**Passage given**
Exposure of “Fragile Base” in China’s Beidou Project Leads to Breakage

In recent days, serious construction quality issues were exposed in the key project “Beidou High-precision Major New Infrastructure Smart Monitoring System” of the Chinese Communist Party. Along the Shandong Jiwei Expressway, many monitoring equipment bases were not constructed according to the design drawings; some bases were filled with a large amount of rubble inside and only covered with a thin layer of cement mortar on the outside. The contractor had previously promised to complete rectification, but many problems still exist, sparking doubts from the public about the construction quality and the use of funds.

According to reports from media such as “Yangcheng Evening News” and “Elephant News,” the project was approved by the National Development and Reform Commission of China in 2023, with a total investment of nearly 300 million yuan (RMB). Among this, 45 million yuan of central budget funds were allocated, and it was undertaken by Shandong Expressway Information Group. Shandong Expressway Information Group is a subsidiary of Shandong Expressway Group, one of the Fortune Global 500 companies, with assets exceeding 1.8 trillion yuan and operating and managing 9,240 kilometers of expressways.

**Entries supplied**

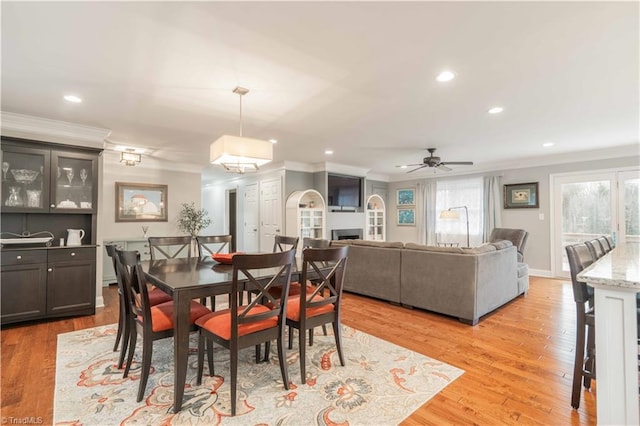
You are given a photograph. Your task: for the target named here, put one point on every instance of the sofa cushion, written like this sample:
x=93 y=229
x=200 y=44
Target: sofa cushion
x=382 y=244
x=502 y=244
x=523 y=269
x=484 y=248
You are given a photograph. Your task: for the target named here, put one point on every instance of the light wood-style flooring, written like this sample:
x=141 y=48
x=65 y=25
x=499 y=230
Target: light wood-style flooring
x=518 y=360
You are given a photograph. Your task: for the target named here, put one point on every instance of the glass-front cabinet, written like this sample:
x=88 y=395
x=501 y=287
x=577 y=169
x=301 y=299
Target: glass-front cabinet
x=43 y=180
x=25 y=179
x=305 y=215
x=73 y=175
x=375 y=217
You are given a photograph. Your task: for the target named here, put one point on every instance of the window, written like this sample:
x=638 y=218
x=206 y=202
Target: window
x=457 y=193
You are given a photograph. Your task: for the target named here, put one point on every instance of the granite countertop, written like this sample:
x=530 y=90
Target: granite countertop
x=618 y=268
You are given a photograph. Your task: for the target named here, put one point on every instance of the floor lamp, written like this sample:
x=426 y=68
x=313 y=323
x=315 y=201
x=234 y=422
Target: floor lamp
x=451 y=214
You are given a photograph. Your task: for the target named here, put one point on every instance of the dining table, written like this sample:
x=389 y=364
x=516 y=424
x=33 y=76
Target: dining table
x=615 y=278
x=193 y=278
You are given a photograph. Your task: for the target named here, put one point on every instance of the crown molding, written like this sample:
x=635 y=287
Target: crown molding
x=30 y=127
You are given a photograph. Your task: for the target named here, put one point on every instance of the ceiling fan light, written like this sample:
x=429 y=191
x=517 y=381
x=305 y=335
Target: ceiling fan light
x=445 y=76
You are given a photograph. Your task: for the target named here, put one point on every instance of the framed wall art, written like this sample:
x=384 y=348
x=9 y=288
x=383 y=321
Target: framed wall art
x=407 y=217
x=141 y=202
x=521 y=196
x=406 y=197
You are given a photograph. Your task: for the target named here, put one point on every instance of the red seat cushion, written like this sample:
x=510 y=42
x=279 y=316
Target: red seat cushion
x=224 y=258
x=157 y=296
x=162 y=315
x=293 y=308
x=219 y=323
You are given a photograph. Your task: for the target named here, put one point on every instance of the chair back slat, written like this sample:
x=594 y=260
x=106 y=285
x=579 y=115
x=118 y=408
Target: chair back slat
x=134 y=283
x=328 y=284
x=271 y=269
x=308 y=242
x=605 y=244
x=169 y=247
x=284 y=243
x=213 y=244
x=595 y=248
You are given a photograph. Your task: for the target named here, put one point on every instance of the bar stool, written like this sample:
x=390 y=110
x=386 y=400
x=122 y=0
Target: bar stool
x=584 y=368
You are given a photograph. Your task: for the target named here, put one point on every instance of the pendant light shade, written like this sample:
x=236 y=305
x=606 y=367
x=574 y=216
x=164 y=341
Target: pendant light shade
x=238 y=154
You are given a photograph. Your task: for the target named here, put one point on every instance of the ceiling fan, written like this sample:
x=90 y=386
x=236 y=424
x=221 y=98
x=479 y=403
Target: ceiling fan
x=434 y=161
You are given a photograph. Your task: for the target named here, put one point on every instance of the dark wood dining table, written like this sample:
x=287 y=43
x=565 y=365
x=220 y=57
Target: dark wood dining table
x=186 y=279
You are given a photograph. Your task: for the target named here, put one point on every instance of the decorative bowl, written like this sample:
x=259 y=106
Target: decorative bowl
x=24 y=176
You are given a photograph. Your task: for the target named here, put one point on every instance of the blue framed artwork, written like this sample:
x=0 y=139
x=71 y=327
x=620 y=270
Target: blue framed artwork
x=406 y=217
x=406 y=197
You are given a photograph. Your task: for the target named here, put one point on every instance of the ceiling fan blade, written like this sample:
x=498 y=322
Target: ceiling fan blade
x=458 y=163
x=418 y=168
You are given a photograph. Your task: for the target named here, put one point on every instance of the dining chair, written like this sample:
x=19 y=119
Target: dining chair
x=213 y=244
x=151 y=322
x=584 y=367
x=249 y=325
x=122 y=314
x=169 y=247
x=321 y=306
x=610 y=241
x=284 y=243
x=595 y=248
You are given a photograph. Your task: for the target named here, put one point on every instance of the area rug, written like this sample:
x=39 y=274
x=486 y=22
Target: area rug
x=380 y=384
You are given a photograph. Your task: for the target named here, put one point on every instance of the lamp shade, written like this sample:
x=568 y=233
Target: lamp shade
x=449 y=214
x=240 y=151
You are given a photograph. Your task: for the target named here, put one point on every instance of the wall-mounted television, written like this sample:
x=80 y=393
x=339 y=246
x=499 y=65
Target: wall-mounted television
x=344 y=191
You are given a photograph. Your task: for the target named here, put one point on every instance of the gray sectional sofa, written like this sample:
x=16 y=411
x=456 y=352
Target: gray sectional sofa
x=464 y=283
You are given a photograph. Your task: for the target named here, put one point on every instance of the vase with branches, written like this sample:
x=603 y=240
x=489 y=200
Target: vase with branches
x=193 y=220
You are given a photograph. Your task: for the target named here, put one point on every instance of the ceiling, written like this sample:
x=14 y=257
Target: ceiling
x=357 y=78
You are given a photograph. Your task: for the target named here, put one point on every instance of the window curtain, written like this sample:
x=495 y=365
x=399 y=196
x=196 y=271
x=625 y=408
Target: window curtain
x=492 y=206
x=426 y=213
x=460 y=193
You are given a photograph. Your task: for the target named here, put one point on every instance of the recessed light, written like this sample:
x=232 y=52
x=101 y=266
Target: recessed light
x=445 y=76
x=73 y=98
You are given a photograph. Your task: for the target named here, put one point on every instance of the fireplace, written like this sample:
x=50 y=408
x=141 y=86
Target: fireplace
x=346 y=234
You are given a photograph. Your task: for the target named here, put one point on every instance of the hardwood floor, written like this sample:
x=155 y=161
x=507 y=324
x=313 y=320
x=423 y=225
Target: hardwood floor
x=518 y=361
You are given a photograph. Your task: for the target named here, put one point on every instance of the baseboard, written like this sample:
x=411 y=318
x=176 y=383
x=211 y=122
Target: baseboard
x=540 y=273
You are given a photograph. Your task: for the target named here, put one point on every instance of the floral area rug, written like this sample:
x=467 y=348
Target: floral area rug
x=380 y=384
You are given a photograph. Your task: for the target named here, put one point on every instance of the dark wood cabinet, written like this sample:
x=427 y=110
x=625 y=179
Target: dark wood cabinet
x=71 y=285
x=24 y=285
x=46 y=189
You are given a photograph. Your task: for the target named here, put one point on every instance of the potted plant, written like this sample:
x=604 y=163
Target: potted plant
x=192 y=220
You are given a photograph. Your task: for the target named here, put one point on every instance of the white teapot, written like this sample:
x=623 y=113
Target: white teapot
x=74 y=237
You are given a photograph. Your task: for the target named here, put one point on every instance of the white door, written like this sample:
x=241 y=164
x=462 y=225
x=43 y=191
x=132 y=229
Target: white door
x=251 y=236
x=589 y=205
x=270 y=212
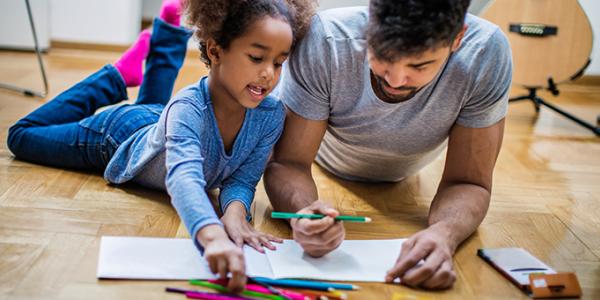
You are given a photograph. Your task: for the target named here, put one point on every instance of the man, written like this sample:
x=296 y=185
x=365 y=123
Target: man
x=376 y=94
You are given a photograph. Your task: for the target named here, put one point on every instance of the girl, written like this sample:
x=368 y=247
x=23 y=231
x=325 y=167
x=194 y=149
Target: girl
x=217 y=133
--
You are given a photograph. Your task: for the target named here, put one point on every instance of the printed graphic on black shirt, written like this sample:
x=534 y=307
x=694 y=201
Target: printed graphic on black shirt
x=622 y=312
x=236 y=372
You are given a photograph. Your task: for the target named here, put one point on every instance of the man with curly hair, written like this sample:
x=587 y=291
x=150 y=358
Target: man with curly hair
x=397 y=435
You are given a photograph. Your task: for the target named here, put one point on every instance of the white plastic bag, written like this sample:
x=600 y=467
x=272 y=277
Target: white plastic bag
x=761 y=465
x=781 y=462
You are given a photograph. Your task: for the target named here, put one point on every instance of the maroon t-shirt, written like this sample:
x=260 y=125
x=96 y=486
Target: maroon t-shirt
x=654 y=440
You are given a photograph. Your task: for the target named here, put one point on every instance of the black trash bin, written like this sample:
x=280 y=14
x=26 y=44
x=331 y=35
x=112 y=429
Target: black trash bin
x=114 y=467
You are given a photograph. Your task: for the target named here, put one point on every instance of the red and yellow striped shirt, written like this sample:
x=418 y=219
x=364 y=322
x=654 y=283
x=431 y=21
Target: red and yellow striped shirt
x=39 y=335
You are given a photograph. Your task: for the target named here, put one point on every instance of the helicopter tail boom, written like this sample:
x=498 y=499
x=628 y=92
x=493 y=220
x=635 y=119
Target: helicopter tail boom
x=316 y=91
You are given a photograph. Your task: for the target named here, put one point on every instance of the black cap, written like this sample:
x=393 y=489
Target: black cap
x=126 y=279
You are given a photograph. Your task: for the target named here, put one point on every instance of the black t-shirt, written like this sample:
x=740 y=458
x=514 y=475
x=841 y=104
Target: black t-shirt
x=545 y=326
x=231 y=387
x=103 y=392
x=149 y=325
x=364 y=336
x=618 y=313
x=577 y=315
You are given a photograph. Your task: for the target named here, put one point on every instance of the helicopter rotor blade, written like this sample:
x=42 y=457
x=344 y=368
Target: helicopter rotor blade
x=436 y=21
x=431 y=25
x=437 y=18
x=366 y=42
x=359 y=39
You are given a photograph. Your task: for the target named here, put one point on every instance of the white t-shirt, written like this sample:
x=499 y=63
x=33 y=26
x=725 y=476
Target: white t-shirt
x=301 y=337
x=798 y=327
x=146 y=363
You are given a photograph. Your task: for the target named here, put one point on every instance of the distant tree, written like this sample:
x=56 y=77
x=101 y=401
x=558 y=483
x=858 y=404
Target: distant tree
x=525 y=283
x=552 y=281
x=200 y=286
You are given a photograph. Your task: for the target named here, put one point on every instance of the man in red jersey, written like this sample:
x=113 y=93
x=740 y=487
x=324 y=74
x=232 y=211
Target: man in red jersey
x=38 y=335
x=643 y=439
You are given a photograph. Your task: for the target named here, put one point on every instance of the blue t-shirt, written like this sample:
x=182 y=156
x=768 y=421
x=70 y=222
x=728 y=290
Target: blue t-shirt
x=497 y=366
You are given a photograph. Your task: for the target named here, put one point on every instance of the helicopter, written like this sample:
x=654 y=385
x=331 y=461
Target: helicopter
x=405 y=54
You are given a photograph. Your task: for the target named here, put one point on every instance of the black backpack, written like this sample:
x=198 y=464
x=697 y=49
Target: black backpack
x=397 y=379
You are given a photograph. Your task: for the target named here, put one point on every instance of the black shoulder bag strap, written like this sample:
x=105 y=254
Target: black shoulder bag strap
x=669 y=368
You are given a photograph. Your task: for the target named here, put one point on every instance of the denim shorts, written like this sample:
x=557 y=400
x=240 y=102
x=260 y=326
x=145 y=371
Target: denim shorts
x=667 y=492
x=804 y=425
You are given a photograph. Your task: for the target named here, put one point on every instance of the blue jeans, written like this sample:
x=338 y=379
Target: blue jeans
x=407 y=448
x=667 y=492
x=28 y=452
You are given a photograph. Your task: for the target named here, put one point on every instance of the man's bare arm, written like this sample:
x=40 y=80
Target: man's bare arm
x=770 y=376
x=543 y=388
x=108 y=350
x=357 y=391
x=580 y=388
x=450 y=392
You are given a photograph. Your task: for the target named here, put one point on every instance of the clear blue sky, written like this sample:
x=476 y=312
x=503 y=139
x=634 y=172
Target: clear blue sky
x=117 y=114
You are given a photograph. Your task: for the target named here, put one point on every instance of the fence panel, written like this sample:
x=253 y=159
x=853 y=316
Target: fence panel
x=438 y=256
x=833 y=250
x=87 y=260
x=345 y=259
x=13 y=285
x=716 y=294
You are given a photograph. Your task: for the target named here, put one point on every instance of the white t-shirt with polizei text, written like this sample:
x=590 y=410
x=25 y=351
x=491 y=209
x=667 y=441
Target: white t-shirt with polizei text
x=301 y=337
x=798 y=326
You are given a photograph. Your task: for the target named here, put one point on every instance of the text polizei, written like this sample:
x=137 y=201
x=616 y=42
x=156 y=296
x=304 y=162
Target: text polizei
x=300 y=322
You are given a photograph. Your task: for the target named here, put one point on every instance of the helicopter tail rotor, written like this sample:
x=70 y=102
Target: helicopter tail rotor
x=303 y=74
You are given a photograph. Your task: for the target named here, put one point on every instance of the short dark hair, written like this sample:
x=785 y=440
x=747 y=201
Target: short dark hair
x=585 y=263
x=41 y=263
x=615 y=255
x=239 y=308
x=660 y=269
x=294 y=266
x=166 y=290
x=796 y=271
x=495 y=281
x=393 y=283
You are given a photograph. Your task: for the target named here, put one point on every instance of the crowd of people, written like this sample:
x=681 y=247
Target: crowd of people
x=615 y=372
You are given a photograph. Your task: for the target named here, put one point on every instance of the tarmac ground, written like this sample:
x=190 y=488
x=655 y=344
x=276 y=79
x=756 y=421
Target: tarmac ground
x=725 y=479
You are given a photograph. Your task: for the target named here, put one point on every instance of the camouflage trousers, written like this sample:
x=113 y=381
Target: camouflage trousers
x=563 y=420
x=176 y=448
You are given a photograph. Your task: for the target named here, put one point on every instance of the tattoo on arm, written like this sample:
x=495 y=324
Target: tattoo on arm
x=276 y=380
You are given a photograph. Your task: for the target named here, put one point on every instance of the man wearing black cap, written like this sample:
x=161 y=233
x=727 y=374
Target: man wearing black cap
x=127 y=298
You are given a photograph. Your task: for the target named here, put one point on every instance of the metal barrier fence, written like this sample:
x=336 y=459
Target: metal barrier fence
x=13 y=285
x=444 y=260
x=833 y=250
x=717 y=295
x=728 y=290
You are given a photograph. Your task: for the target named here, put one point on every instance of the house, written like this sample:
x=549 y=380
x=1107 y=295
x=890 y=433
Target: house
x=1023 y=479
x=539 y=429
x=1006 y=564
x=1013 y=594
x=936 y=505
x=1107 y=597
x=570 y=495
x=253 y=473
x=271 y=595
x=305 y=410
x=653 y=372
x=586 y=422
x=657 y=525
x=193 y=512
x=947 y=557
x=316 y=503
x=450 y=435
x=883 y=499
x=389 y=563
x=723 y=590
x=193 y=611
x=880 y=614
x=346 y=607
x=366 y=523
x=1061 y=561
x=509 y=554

**What is asked**
(a) List every amount of money in yuan that the article on the Beidou project states.
(b) Copy word for word the part of the Beidou project article from "According to reports" to "kilometers of expressways.".

**Exercise results**
(a)
- nearly 300 million yuan (RMB)
- 45 million yuan
- exceeding 1.8 trillion yuan

(b)
According to reports from media such as “Yangcheng Evening News” and “Elephant News,” the project was approved by the National Development and Reform Commission of China in 2023, with a total investment of nearly 300 million yuan (RMB). Among this, 45 million yuan of central budget funds were allocated, and it was undertaken by Shandong Expressway Information Group. Shandong Expressway Information Group is a subsidiary of Shandong Expressway Group, one of the Fortune Global 500 companies, with assets exceeding 1.8 trillion yuan and operating and managing 9,240 kilometers of expressways.